[Direction 1]:
Write out the portion of the drawing supplies article below, starting with "In this article" and going on through "creating great art.".
* START Passage provided *
If you want to start drawing in pen and ink you really only need 3 things: a pencil, a pen, and paper. Sounds simple enough, right?

I bet that right now if I asked you to, you could produce a blank piece of copy paper, a pencil from the back of a drawer, and a pen of dubious age.

Congratulations! You’re ready to create pen and ink masterpieces! I’ll see you over on Instagram. 

Just kidding. Sometimes having the right tools makes the process easier and more enjoyable. Take cooking for instance.

I could prepare my dinner entirely using a butter knife to chop all my vegetables and prep my meat. Do I? Of course not, I own a chef’s knife. Not only does it save me the time and frustration of mangling my meal prep, but if I didn’t have one I probably would not enjoy cooking very much. In fact I would likely avoid it as much as possible. 

The same goes for art supplies. The right tool can make your drawing experience feel effortless and boost your self-confidence as an artist, while subpar tools can lead to frustration and inconsistent results.

In this article I’ll share with you my favorite tried and true drawing supplies to sketch with that give me the results I want for my pen and ink artwork. The good news? You don’t have to break the bank. 

I hope these recommendations save you from overbuying art supplies so you can spend more time creating great art.

The Most Versatile Sketchbook for Artists

In my experience, I’ve found that the type of paper you use has the most effect on the amount of frustration and effort expended getting the results you want in your final artwork. Let me explain. 

The most expensive watercolors applied with sable brushes made of the finest craftsmanship will create a soppy mess that is difficult to control if you’ve grabbed some cheap copy paper out of your printer.

With pen and ink, ill-suited paper can become oversaturated with ink and shred under too many layers of crosshatching. Or fibers can become stuck to your pen nibs.
* END Passage provided *
* START Dataset rows *
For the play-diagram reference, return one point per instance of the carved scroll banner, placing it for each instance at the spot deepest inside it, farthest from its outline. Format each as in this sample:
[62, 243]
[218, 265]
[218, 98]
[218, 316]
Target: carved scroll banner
* END Dataset rows *
[Direction 2]:
Convert every line of the records above into a JSON list of strings, one string per line, leaving out blank lines.

[Exercise response 1]:
In this article I’ll share with you my favorite tried and true drawing supplies to sketch with that give me the results I want for my pen and ink artwork. The good news? You don’t have to break the bank. 

I hope these recommendations save you from overbuying art supplies so you can spend more time creating great art.

[Exercise response 2]:
[
  "For the play-diagram reference, return one point per instance of the carved scroll banner, placing it for each instance at the spot deepest inside it, farthest from its outline. Format each as in this sample:",
  "[62, 243]",
  "[218, 265]",
  "[218, 98]",
  "[218, 316]",
  "Target: carved scroll banner"
]